_Work to complete_:
Retype every entry word for word.

_Records supplied_:

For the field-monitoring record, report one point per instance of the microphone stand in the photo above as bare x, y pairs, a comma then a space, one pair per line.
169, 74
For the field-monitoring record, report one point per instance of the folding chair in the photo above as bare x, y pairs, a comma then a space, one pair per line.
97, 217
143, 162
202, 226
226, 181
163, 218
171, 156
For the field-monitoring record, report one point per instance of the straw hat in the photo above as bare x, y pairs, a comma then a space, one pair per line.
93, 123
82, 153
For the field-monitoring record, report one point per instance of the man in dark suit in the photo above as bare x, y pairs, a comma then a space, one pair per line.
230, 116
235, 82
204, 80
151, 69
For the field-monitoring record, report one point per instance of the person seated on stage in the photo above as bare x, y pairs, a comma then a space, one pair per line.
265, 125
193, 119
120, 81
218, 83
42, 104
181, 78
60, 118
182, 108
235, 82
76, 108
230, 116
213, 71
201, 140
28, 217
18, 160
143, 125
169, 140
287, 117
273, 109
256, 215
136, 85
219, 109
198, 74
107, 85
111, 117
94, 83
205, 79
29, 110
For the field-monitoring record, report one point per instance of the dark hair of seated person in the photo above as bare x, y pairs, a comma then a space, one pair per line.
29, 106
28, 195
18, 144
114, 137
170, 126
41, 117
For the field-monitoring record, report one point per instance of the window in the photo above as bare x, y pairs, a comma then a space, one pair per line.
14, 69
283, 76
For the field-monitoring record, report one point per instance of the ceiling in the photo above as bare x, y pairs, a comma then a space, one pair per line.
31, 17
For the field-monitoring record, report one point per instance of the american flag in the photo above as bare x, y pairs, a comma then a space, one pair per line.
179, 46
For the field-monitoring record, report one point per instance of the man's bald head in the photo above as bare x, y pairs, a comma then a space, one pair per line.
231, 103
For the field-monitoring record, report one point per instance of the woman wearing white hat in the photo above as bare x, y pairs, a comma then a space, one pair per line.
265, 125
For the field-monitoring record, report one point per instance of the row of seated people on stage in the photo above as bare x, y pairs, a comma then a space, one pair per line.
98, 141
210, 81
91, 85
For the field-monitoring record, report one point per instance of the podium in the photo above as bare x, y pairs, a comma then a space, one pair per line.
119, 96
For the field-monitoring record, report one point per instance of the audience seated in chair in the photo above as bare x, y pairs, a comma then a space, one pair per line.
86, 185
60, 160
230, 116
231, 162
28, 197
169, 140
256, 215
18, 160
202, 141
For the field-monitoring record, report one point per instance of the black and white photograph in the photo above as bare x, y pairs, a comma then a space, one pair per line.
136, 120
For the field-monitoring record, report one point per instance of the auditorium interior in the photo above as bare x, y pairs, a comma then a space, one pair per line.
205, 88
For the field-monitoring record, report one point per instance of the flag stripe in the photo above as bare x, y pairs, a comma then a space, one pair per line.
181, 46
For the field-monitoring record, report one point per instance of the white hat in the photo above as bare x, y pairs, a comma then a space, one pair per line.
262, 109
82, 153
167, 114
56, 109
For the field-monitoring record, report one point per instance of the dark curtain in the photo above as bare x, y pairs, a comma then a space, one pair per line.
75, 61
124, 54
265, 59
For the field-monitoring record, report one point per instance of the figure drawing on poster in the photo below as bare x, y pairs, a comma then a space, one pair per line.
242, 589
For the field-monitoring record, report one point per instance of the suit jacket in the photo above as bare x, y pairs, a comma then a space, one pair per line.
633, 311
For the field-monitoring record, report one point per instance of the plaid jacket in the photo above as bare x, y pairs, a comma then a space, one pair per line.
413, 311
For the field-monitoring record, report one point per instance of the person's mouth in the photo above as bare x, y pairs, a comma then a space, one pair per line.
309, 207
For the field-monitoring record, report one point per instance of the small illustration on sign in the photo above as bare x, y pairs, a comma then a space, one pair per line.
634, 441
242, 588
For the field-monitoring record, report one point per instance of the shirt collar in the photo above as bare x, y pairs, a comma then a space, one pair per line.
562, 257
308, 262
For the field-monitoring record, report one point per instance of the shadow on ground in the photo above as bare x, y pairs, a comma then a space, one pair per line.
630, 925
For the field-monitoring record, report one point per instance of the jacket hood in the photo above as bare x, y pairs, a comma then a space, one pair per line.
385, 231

_Solved exercise_:
For the field-monitoring record, report one point per instance of the microphone stand in the photo above as bare x, y pairs, a comma then a space, one pair per line.
169, 74
For the field-monitoring record, report one point per instance of the folding chair in the photo above as bare x, y pairs, a comma then a space, one pair per line.
97, 217
143, 162
202, 226
226, 181
163, 218
171, 156
For the field-monitoring record, report one point per instance of the straw hat in the photo above as bare x, y pairs, a comma then a space, one pair per line.
93, 123
82, 153
For the field-monitoring record, report one point per instance of the man in dark suit in the photo above as bare x, y pairs, a comma then a space, one pair per line.
230, 116
235, 82
204, 80
151, 69
For the field-monitoring record, report one point per instance of the person seated on stage in the photo above as bare x, y pairs, a comma then a space, one pair per line.
265, 125
193, 119
120, 81
218, 83
42, 104
181, 78
60, 118
182, 108
235, 82
76, 108
230, 116
213, 71
201, 140
28, 217
18, 160
143, 125
169, 140
287, 117
273, 109
256, 215
136, 85
219, 109
198, 74
107, 85
111, 117
94, 83
205, 79
29, 110
For the field-monitoring record, report one point per instance of the dark hair of seated person in the photo above as bare x, y pairs, a comma then a space, one pair per line.
29, 106
28, 195
18, 144
114, 137
170, 126
41, 117
For the field-monitoring record, report one point per instance of the window in the photo above as bare x, y pairs, a comma then a space, one pair per line.
14, 69
283, 76
For the field-monitoring record, report one point per instance of the ceiling in the photo above as bare x, y pairs, a comma then a space, one pair per line.
31, 17
For the field-monitoring record, report one point per instance of the american flag in the photo above as bare x, y pairs, a comma then a space, one pair per line.
179, 46
For the field-monitoring record, report one point per instance of the man's bald head in the photo above as bare x, y pairs, a comma then a space, one pair per line.
231, 103
For the field-monitoring record, report one point per instance of the woman wearing white hat in the photo above as bare x, y pairs, a comma then a space, one pair per line.
265, 125
For the field-monitoring record, report one point per instance of the row of seated people on stage in the photo above as bare x, y pairs, a comma then a space, one pair per line.
98, 141
210, 81
91, 85
For the field-monitoring record, report one point per instance of the podium in the photo above as bare x, y pairs, a comma then a space, one pair per line.
119, 96
For the field-monitoring record, report one point per instance of the audience seated in chair in the photo above as bare x, y pairs, a comma then a space, one pair per line.
86, 185
60, 160
230, 116
231, 162
28, 197
169, 140
256, 215
18, 160
202, 141
For the field-monitoring record, report one point per instance of the black and white photograph in the photo above as bare x, y pairs, a comma then a space, one pair per line.
136, 120
For the field-monitoring record, report one point per instance of the auditorium interior in the photo above as bare x, y pairs, a comma then a space, one pair per line.
205, 88
For the field-monitoring record, report one point per instance of the flag stripe in the photo above as bare x, y pairs, a comma then a space, one pair per line.
181, 46
For the field-monitoring record, report one point per instance of the white hat in the photo above as bare x, y pairs, a comma then a space, one pair per line.
262, 109
82, 153
167, 114
56, 109
For the field-monitoring record, report one point per instance of the dark curtain in the photo above as bare x, y pairs, a comma then a space, one pair per line.
75, 61
124, 54
265, 59
For the field-monitoring record, report one point per instance of the figure drawing on poster in the photo below as bare x, y pairs, a comma then a space, one pair per line.
242, 589
For the field-monitoring record, report one point per instance of the suit jacket in the photo above as bare x, y pairs, a comma then a space, one pair per line.
633, 311
For the field-monitoring record, report one point per instance of the plaid jacket in the photo above as bare x, y pairs, a comma then a space, one pair per line.
413, 311
For the field-monitoring record, report one point per instance of the person's mouth in the photo above as bare x, y pairs, a comma then a space, one pair per line.
309, 207
For the field-monitoring record, report one point per instance of the small illustration on sign in the photo above as bare x, y pairs, a comma then a space, one pair per line.
634, 441
242, 588
For the field-monitoring record, report one point per instance of the shirt collar in the photo above as bare x, y pairs, a comma then a space, one pair per line.
562, 257
308, 262
For the field-monitoring record, report one point per instance of the shadow on ground in the photo above as bare x, y pairs, a comma then a space, one pair per line.
630, 925
For the field-monitoring record, report one point per instance of the jacket hood in the photo above as bare x, y pairs, a comma then a space, one pair per line.
385, 231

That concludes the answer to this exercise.